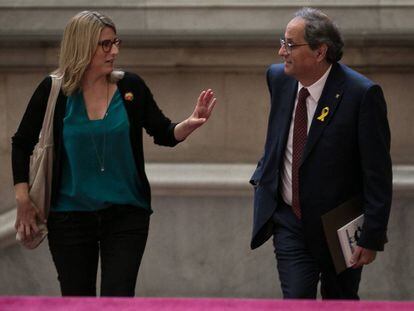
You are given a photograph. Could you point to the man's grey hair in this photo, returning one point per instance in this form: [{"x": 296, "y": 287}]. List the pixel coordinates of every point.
[{"x": 319, "y": 29}]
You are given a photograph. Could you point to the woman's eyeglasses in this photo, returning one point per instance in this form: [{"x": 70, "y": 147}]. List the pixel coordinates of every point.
[{"x": 107, "y": 44}]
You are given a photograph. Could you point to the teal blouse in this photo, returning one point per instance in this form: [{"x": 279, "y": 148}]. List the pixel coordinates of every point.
[{"x": 98, "y": 167}]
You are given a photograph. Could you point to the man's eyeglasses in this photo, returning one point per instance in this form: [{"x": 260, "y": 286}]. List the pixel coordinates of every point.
[
  {"x": 107, "y": 44},
  {"x": 289, "y": 46}
]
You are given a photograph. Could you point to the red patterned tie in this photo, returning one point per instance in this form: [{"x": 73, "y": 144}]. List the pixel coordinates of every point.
[{"x": 300, "y": 134}]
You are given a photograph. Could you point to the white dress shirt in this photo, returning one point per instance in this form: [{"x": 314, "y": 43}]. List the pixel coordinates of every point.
[{"x": 315, "y": 91}]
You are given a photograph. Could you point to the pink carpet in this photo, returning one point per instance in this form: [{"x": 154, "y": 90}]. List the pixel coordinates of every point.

----

> _TASK DETAILS_: Copy out the records exactly. Do not include the pictures.

> _SOLVED EXERCISE_:
You are given a photograph. Could you point to the man's grey hair in this photo, returning one point per instance in this form: [{"x": 296, "y": 287}]. List the pixel coordinates of every point.
[{"x": 319, "y": 29}]
You are given a photograph. Could you point to the woman's eyeglasses in this photo, returning one point per instance in this form: [{"x": 70, "y": 147}]. List the pixel coordinates of every point.
[{"x": 107, "y": 44}]
You are given a photograph. Could you point to the teal blouse in this photo, returning one point per instance in this form: [{"x": 279, "y": 148}]. List the pixel coordinates of every point.
[{"x": 98, "y": 167}]
You are given a photograph. Could you point to the man's eyeglasses in this photo, returning one point per instance in this form: [{"x": 260, "y": 286}]. List the pixel coordinates of every point.
[
  {"x": 107, "y": 44},
  {"x": 289, "y": 46}
]
You are given a photograph. Could you point to the red patterned tie in this photo, returning one point per instance in this form: [{"x": 73, "y": 144}]. List the pixel coordinates of every point.
[{"x": 300, "y": 134}]
You are given a photograph. Could you point to the white dress shirt in this photo, returning one point per instance in this form: [{"x": 314, "y": 43}]. List the pixel coordinates of every point.
[{"x": 315, "y": 91}]
You are given a photograph. Could you point to the pink carpet in this photo, returning one point per instance in this form: [{"x": 154, "y": 90}]. List the pixel coordinates of every point.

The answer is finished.